** Opening Dataset entries block **
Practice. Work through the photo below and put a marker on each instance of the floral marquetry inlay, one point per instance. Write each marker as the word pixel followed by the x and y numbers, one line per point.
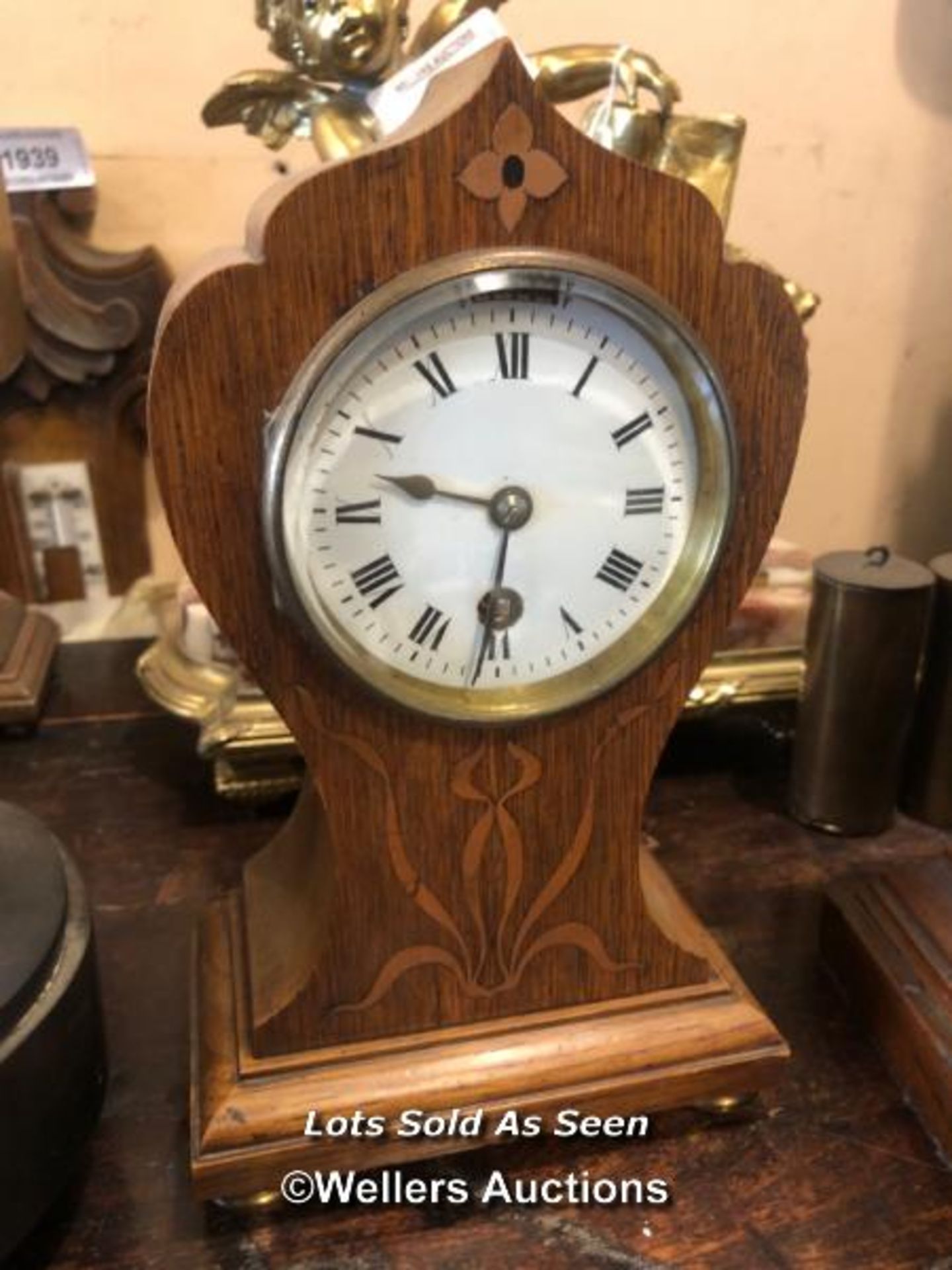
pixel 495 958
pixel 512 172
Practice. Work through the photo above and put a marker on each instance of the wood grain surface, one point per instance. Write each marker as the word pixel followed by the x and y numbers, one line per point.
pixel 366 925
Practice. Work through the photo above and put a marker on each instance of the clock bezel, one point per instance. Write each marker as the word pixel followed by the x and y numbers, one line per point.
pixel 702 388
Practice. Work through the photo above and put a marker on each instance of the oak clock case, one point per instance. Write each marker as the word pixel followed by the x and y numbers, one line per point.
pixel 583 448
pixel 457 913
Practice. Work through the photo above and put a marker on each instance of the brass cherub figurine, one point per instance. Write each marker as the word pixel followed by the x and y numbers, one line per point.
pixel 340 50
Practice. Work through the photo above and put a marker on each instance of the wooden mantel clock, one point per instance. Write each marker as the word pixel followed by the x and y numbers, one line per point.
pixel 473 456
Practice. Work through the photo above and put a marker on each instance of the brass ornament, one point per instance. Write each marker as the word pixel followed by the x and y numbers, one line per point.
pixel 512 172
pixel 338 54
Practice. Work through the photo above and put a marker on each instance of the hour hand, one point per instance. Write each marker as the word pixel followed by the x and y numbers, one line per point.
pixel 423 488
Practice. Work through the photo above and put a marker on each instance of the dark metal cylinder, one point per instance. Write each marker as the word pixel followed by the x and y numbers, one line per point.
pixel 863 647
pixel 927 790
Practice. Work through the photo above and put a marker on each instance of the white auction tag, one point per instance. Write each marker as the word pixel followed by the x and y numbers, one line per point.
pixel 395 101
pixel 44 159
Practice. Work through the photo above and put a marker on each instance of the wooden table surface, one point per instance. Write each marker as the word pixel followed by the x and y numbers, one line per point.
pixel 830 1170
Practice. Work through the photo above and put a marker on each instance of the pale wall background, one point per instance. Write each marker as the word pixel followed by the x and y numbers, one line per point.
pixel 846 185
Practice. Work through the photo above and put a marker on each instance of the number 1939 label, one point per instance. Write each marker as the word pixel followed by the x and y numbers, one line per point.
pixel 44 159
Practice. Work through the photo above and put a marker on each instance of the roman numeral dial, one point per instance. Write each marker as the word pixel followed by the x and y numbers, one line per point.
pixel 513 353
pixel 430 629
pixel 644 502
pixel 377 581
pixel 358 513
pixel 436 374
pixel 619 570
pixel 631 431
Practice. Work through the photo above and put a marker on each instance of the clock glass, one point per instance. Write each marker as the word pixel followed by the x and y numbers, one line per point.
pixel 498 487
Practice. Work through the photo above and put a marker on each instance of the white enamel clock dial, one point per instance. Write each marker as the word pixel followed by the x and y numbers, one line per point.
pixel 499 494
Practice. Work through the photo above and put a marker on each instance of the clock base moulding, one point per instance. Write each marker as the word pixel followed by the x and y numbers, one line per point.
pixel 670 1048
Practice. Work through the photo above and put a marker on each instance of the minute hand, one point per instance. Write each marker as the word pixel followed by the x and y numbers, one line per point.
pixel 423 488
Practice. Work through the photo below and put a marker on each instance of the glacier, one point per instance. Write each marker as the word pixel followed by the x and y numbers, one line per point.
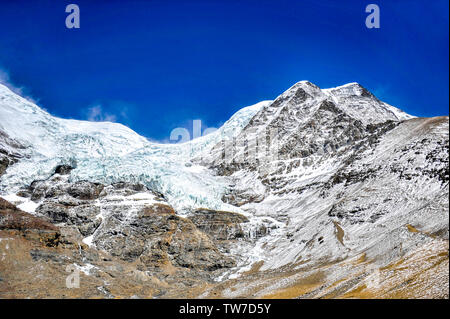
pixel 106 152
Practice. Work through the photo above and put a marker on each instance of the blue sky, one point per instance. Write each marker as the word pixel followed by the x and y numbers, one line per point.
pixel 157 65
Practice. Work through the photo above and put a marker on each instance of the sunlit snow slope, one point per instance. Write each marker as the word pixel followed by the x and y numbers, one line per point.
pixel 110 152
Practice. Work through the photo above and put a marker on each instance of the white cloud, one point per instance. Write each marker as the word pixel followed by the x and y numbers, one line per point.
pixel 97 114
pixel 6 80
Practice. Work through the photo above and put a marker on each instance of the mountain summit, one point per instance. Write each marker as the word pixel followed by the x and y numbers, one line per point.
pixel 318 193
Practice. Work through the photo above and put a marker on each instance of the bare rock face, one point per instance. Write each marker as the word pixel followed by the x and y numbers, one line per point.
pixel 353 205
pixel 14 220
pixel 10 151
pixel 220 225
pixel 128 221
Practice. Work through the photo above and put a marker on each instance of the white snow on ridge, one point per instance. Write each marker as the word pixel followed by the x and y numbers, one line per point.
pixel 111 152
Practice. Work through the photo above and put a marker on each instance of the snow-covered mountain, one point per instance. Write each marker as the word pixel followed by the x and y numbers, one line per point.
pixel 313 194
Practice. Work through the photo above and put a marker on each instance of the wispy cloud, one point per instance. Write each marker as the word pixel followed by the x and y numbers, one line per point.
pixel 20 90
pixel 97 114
** Closing Dataset entries block **
→ **Assignment**: Down to the last line, print the material exactly, but not its pictures.

→ **Answer box**:
Practice. Work through the photo below and put a marker on each instance of the floral marquetry inlay, one point per instance. Write each marker as the word pixel followed by the x and y numbers, one line per point.
pixel 495 958
pixel 512 172
Practice. Work through the photo above and put a marker on each instance of the wood grain surface, one point per instance. Write each marker as the word pixel followed by the x and y numbers, one line per point.
pixel 366 925
Practice. Work through the photo above and put a marker on each instance of the clock bezel, one point per instance. Write each marker as the word pixel followed by the x and y numbers, one line per point.
pixel 702 388
Practice. Work through the photo above and put a marker on each instance of the oak clock case, one point per instance. Write each marker as the word pixel followed by the x and y numbers, one line per point.
pixel 583 448
pixel 457 913
Practice. Work through the photo above and put a marker on each instance of the brass cherub figurine, one point per instance. Write each marker as the word pixel followed by the x and y numbers, one line per point.
pixel 340 50
Practice. Work through the photo above and put a marker on each instance of the wooden mantel clock, one point per instance. Write each marker as the word pixel followed by the x and y numbers, one line per point.
pixel 473 456
Practice. Work through the photo above and put a marker on each instance of the brass ornament, one point per instance. Write each marker as the word pixel followed by the x and y numbers, one line per point.
pixel 512 172
pixel 338 54
Practice. Work through the photo above and put a marker on each instance of the hour hand, one point per instance. Write each marker as the word pixel followed by the x and y numbers, one line per point.
pixel 423 488
Practice. Work through the photo above and put a marker on each instance of the dark metal cylinder, one point per instance. Write each marker as the word pixel followed by the x and y numbers, one line per point.
pixel 863 647
pixel 927 790
Practice. Work through the photo above and put a marker on each instance of the white auction tag, one point per instance. Write each marker as the word pixel followed by the x and y numbers, one line per point.
pixel 395 101
pixel 44 159
Practice. Work through the photo above and put a marker on each instance of the wooden table surface, one point per instance. Write each marker as the word pixel followed by the x and y numbers, one line per point.
pixel 830 1170
Practice. Work through the photo above and put a marker on each instance of the pale wall background, one point per instance. Write each marker as the word pixel followed by the x and y numbers, one line per point.
pixel 846 185
Practice. Work through the photo above and put a marker on each instance of the number 1939 label, one point per instance. Write each marker as the word pixel followed by the x and y numbers, one line per point.
pixel 44 159
Practice. Work through the photo above and put a marker on each instance of the roman numeral dial, one point per instance. Write each marker as the word pixel followed by the x and y numbers, one line per point.
pixel 513 353
pixel 430 629
pixel 644 502
pixel 377 581
pixel 358 513
pixel 436 374
pixel 619 570
pixel 631 431
Practice. Work through the photo above and put a marker on each instance of the clock glass, one point per instance. Write each marker as the word pixel followed by the x and y numbers, one line per point.
pixel 498 487
Practice. Work through the photo above and put a marker on each instance of the white enamel clock dial, one point per instance. Write each marker as the word pixel followed by the x and y numbers, one line per point.
pixel 499 494
Practice. Work through the photo above and put a marker on each instance of the clock base moulding, one point per instance. Write each marker as the word pixel followed by the x and y numbers, one line per point.
pixel 670 1048
Practice. Work through the photo above and put a marker on each instance of the minute hand, one point per instance. Write each marker as the word pixel followed by the x and y numbers, one line per point.
pixel 423 488
Practice. Work through the photo below and put a marker on each instance of the glacier, one point per instance. Write each marker as the word pixel followed by the x and y numbers, one line per point.
pixel 106 152
Practice. Work through the photo above and put a marker on each instance of the blue sky, one point per instance. Write each marker as the word pixel followed by the x and y numbers, one line per point.
pixel 157 65
Practice. Work through the photo above and put a marker on each instance of the sunlit snow slope, one point per instance. Write each marker as the word pixel followed by the x and y numbers, one line per point.
pixel 110 152
Practice. Work through the photo above and put a marker on each instance of the white cloud, one point per instance. Write each marker as the word pixel followed by the x and y numbers, one line per point.
pixel 97 114
pixel 6 80
Practice. Work through the photo above and put a marker on each instance of the mountain summit, one point per instance. Write each marker as the word pixel followed by the x and y numbers, one line per point.
pixel 318 193
Practice. Work through the photo above and put a marker on each instance of the bare rock face, one point per instance. Write each marker as the word pixel followed by the x and y numbers, one line per point.
pixel 353 205
pixel 14 220
pixel 10 151
pixel 220 225
pixel 128 221
Practice. Work through the photo above and put a marker on each instance of the white snow on ridge, one point per instance. Write each marker as the word pixel followed by the x and y numbers, one line per point.
pixel 111 152
Practice. Work through the photo above and put a marker on each instance of the snow-covered mountain, one point per instance. Write each marker as the word pixel followed by the x and y numbers, one line per point.
pixel 313 194
Practice. Work through the photo above and put a marker on each instance of the wispy cloud, one point per instance. Write each marker as the word pixel followed by the x and y numbers, one line per point.
pixel 20 90
pixel 97 114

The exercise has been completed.